- _Required task_
Arrange every line of the entries below as a numbered list, skipping blank lines and leaving out the pictures.

- _Excerpted records_

--- --- ---

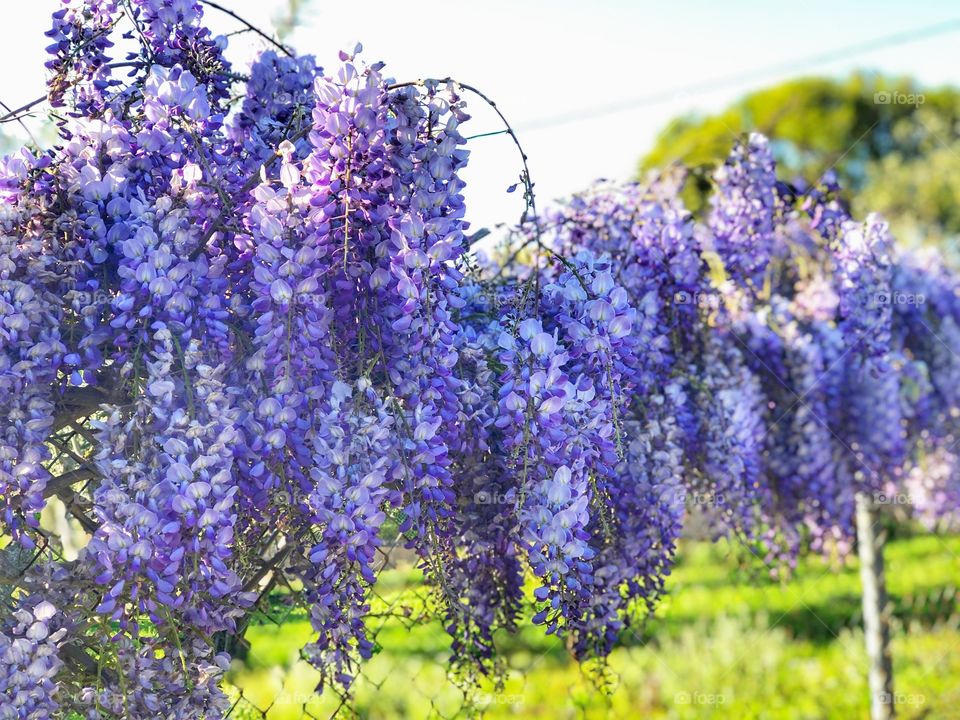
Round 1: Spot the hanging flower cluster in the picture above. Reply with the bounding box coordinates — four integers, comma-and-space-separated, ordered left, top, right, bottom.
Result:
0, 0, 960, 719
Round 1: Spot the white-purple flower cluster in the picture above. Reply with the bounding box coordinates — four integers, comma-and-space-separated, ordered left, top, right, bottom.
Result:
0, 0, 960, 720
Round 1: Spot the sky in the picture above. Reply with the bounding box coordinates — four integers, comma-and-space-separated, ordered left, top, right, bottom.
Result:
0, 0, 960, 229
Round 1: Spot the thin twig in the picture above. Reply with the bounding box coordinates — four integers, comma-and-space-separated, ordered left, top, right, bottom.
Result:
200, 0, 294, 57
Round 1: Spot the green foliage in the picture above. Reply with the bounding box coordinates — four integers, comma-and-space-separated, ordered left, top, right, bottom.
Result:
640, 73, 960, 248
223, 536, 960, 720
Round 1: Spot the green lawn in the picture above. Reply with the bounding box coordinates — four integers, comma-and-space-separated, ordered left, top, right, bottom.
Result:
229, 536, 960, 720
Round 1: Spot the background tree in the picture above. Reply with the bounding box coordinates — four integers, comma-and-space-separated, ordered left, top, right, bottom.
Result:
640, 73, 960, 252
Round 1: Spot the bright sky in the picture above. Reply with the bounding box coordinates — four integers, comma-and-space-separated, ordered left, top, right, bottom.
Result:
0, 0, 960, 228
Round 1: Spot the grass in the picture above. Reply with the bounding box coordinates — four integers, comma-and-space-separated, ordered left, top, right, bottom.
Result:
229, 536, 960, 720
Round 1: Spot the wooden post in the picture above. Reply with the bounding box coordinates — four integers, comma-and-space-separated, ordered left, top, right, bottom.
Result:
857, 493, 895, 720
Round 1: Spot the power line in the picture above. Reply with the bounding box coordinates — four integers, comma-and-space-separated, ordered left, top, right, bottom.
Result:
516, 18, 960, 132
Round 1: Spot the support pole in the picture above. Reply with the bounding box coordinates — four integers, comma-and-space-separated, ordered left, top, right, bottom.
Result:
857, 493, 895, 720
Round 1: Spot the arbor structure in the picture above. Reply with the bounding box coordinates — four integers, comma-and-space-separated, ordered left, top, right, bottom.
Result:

--- --- ---

- _Exercise result_
1. Round 1: Spot the hanging flower cluster in the picture above. Reply with the bounding box coordinates — four integers, comma-and-space-separated, ordered left, top, right, bottom.
2. Result:
3. 0, 0, 960, 719
4. Round 1: Spot the white-purple flower cluster in the picture above. Reply with the bounding box coordinates — four integers, comma-and-space-separated, ordered left, top, right, bottom.
5. Result:
6. 0, 0, 960, 720
7. Round 1: Spot the sky in the picture above. Reply with the bounding box coordinates — four integers, comma-and-space-separated, ordered left, top, right, bottom.
8. Result:
9. 0, 0, 960, 229
10. Round 1: Spot the thin twig in the picture above. Reply with the bounding box coordinates — four integers, comma-and-space-separated, ordered left, top, right, bottom.
11. Result:
12. 200, 0, 294, 57
13. Round 1: Spot the green foliage in the picture above. Reply with the bounding box coordinates — four integers, comma-and-space-separated, ordered left, top, right, bottom.
14. Result:
15. 640, 73, 960, 248
16. 223, 536, 960, 720
17. Round 1: Spot the green lawn in the picture above. Reply with the bounding box coordinates — four integers, comma-and-space-separated, ordered left, top, right, bottom.
18. Result:
19. 229, 536, 960, 720
20. Round 1: Spot the background tree in the picture above. Reply with the bounding box coordinates — four integers, comma-and-space-separated, ordered left, top, right, bottom.
21. Result:
22. 640, 73, 960, 252
23. Round 1: Spot the bright sky in the picture above. Reply with the bounding box coordinates — four integers, comma-and-space-separated, ordered left, top, right, bottom.
24. Result:
25. 0, 0, 960, 228
26. Round 1: Spot the grass in the picture above. Reply with the bounding box coordinates — four integers, comma-and-space-separated, ordered left, top, right, bottom.
27. Result:
28. 229, 536, 960, 720
29. Round 1: Spot the wooden post in the picture above. Reply with the bounding box coordinates — four integers, comma-and-space-separated, ordered left, top, right, bottom.
30. Result:
31. 857, 493, 895, 720
32. Round 1: Spot the power line in the picture above. Reply with the bounding box coordinates — four integers, comma-and-space-separated, ordered left, top, right, bottom.
33. Result:
34. 516, 18, 960, 132
35. Round 1: Spot the support pole in the picture above. Reply with the bounding box coordinates — four integers, comma-and-space-separated, ordered left, top, right, bottom.
36. Result:
37. 857, 493, 895, 720
38. Round 1: Spot the arbor structure in the picture above. Reply with the bounding box coordinates — four integers, comma-and-space-separated, ordered left, top, right, bottom.
39. Result:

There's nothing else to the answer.